Page text —
________________________________________
Gallbladder disease. Rapid weight loss of any cause increases gallstone formation. GLP-1 agonists modestly increase gallbladder-related events. This is real and should be part of any informed consent conversation.
Thyroid C-cell tumors. Rodent studies showed C-cell hyperplasia at high doses; human cardiovascular outcomes data have not confirmed excess medullary thyroid cancer rates. The contraindication for patients with personal or family history of medullary thyroid cancer or MEN2 stands. For the general population, the current human evidence does not show a meaningful signal, but the warning exists for a reason and the conversation should happen.
Pancreatitis. Early observational signal that has not been confirmed in large RCT data. Reasonable to discuss in patients with a prior history.
Who the Right Candidate Is
FDA approvals cover adults with BMI ≥30, or ≥27 with a weight-related comorbidity. The cardiovascular benefit data from SELECT has prompted many cardiologists to consider GLP-1 agonists specifically for patients with established cardiovascular disease and obesity, regardless of diabetes status.
In precision medicine terms, the patients with the most compelling indication have genuine cardiometabolic disease — elevated cardiovascular risk, insulin resistance, established heart or kidney disease — where the organ-protective effects documented in the large outcomes trials are the primary therapeutic target, with weight loss as part of the mechanism.
________________________________________
Provided material —
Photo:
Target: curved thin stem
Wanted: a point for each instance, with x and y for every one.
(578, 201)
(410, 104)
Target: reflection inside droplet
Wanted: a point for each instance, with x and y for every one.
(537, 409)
________________________________________
Work request A —
Say whether each statement agrees with the GLP-1 agonist text, answering yes or no and quoting the deciding words exactly. (i) Rapid weight loss from any cause increases gallstone formation. (ii) Large RCT data have confirmed the pancreatitis signal. (iii) FDA approvals cover adults with a BMI of 27 or more even without a comorbidity.
Work request B —
Please translate this sentence from the GLP-1 agonist text into Spanish: "Rapid weight loss of any cause increases gallstone formation."
Work request C —
According to the GLP-1 agonist text, whose cardiovascular benefit data led many cardiologists to consider these drugs for patients with established cardiovascular disease and obesity?

Expected output A —
(i) Yes: "Rapid weight loss of any cause increases gallstone formation."
(ii) No: "Early observational signal that has not been confirmed in large RCT data."
(iii) No: "FDA approvals cover adults with BMI ≥30, or ≥27 with a weight-related comorbidity."

Expected output B —
La pérdida rápida de peso, por cualquier causa, aumenta la formación de cálculos biliares.

Expected output C —
SELECT.